───── Input records

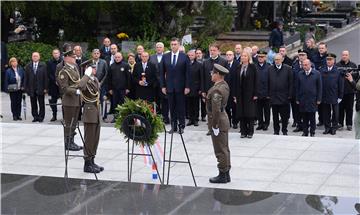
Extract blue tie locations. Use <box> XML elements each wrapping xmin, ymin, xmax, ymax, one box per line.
<box><xmin>172</xmin><ymin>54</ymin><xmax>176</xmax><ymax>66</ymax></box>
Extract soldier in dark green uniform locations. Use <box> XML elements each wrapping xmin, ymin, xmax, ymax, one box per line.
<box><xmin>79</xmin><ymin>64</ymin><xmax>103</xmax><ymax>173</ymax></box>
<box><xmin>56</xmin><ymin>49</ymin><xmax>83</xmax><ymax>151</ymax></box>
<box><xmin>206</xmin><ymin>64</ymin><xmax>231</xmax><ymax>183</ymax></box>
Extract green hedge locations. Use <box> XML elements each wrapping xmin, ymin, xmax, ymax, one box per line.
<box><xmin>7</xmin><ymin>41</ymin><xmax>56</xmax><ymax>67</ymax></box>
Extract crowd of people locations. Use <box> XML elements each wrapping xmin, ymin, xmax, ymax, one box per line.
<box><xmin>3</xmin><ymin>36</ymin><xmax>360</xmax><ymax>139</ymax></box>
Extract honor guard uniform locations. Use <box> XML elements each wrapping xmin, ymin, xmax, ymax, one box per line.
<box><xmin>57</xmin><ymin>49</ymin><xmax>83</xmax><ymax>151</ymax></box>
<box><xmin>79</xmin><ymin>64</ymin><xmax>103</xmax><ymax>173</ymax></box>
<box><xmin>206</xmin><ymin>64</ymin><xmax>231</xmax><ymax>183</ymax></box>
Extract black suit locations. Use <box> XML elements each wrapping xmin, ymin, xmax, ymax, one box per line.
<box><xmin>160</xmin><ymin>51</ymin><xmax>191</xmax><ymax>128</ymax></box>
<box><xmin>187</xmin><ymin>60</ymin><xmax>202</xmax><ymax>123</ymax></box>
<box><xmin>201</xmin><ymin>56</ymin><xmax>227</xmax><ymax>93</ymax></box>
<box><xmin>150</xmin><ymin>53</ymin><xmax>169</xmax><ymax>121</ymax></box>
<box><xmin>100</xmin><ymin>46</ymin><xmax>111</xmax><ymax>60</ymax></box>
<box><xmin>24</xmin><ymin>61</ymin><xmax>48</xmax><ymax>121</ymax></box>
<box><xmin>47</xmin><ymin>58</ymin><xmax>61</xmax><ymax>117</ymax></box>
<box><xmin>133</xmin><ymin>61</ymin><xmax>157</xmax><ymax>102</ymax></box>
<box><xmin>225</xmin><ymin>60</ymin><xmax>239</xmax><ymax>126</ymax></box>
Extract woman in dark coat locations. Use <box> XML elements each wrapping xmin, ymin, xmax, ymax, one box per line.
<box><xmin>132</xmin><ymin>53</ymin><xmax>157</xmax><ymax>103</ymax></box>
<box><xmin>5</xmin><ymin>57</ymin><xmax>24</xmax><ymax>120</ymax></box>
<box><xmin>233</xmin><ymin>51</ymin><xmax>258</xmax><ymax>138</ymax></box>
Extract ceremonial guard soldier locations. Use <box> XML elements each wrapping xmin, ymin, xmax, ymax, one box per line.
<box><xmin>206</xmin><ymin>64</ymin><xmax>231</xmax><ymax>184</ymax></box>
<box><xmin>56</xmin><ymin>49</ymin><xmax>83</xmax><ymax>151</ymax></box>
<box><xmin>79</xmin><ymin>64</ymin><xmax>103</xmax><ymax>173</ymax></box>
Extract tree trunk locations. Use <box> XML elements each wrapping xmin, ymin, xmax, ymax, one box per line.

──────────

=== Task objective ===
Restate each entry word for word. Omit every picture.

=== Expected output ===
Extract blue tie locations. Use <box> XML elements each wrapping xmin, ymin, xmax, ymax, one box per line.
<box><xmin>172</xmin><ymin>54</ymin><xmax>176</xmax><ymax>66</ymax></box>
Extract soldier in dark green uniform locations. Use <box> XML elements each wrapping xmin, ymin, xmax, ymax, one box per line.
<box><xmin>79</xmin><ymin>64</ymin><xmax>103</xmax><ymax>173</ymax></box>
<box><xmin>56</xmin><ymin>49</ymin><xmax>83</xmax><ymax>151</ymax></box>
<box><xmin>206</xmin><ymin>64</ymin><xmax>231</xmax><ymax>183</ymax></box>
Extract green hedge locations. Use <box> XML elements each wrapping xmin, ymin, xmax, ymax, one box per line.
<box><xmin>7</xmin><ymin>41</ymin><xmax>56</xmax><ymax>67</ymax></box>
Extract crowd of people locations. Use <box> XML elements each wrapping xmin, ymin, xmax, ymax, one box per line.
<box><xmin>3</xmin><ymin>36</ymin><xmax>360</xmax><ymax>139</ymax></box>
Extract honor guard uniform locations. Use <box> XML elements each wrapping xmin, ymin, xmax, ymax, one box per line.
<box><xmin>57</xmin><ymin>49</ymin><xmax>83</xmax><ymax>151</ymax></box>
<box><xmin>79</xmin><ymin>64</ymin><xmax>103</xmax><ymax>173</ymax></box>
<box><xmin>206</xmin><ymin>64</ymin><xmax>231</xmax><ymax>183</ymax></box>
Extract black suit locations. Use <box> XML elements each wrapping xmin, ymin, xmax, ymax, one box per line.
<box><xmin>160</xmin><ymin>51</ymin><xmax>191</xmax><ymax>128</ymax></box>
<box><xmin>187</xmin><ymin>60</ymin><xmax>202</xmax><ymax>123</ymax></box>
<box><xmin>201</xmin><ymin>56</ymin><xmax>227</xmax><ymax>93</ymax></box>
<box><xmin>150</xmin><ymin>53</ymin><xmax>169</xmax><ymax>121</ymax></box>
<box><xmin>100</xmin><ymin>46</ymin><xmax>111</xmax><ymax>60</ymax></box>
<box><xmin>24</xmin><ymin>61</ymin><xmax>48</xmax><ymax>121</ymax></box>
<box><xmin>47</xmin><ymin>58</ymin><xmax>61</xmax><ymax>117</ymax></box>
<box><xmin>133</xmin><ymin>61</ymin><xmax>157</xmax><ymax>102</ymax></box>
<box><xmin>225</xmin><ymin>60</ymin><xmax>239</xmax><ymax>126</ymax></box>
Extract woman in dark coat locations. Use <box> XML elements each wrapping xmin, ymin, xmax, ymax, one box per line.
<box><xmin>132</xmin><ymin>53</ymin><xmax>157</xmax><ymax>103</ymax></box>
<box><xmin>5</xmin><ymin>57</ymin><xmax>24</xmax><ymax>120</ymax></box>
<box><xmin>233</xmin><ymin>51</ymin><xmax>258</xmax><ymax>138</ymax></box>
Extract ceremonial guard soldier locations. Use <box> XML elements each wrapping xmin, ymin, xmax, ymax, one box per line.
<box><xmin>206</xmin><ymin>64</ymin><xmax>231</xmax><ymax>184</ymax></box>
<box><xmin>56</xmin><ymin>49</ymin><xmax>83</xmax><ymax>151</ymax></box>
<box><xmin>79</xmin><ymin>64</ymin><xmax>103</xmax><ymax>173</ymax></box>
Extract tree trunk locations. Use <box> XML elements each wrapping xmin, ymin, xmax, ymax, one box per line.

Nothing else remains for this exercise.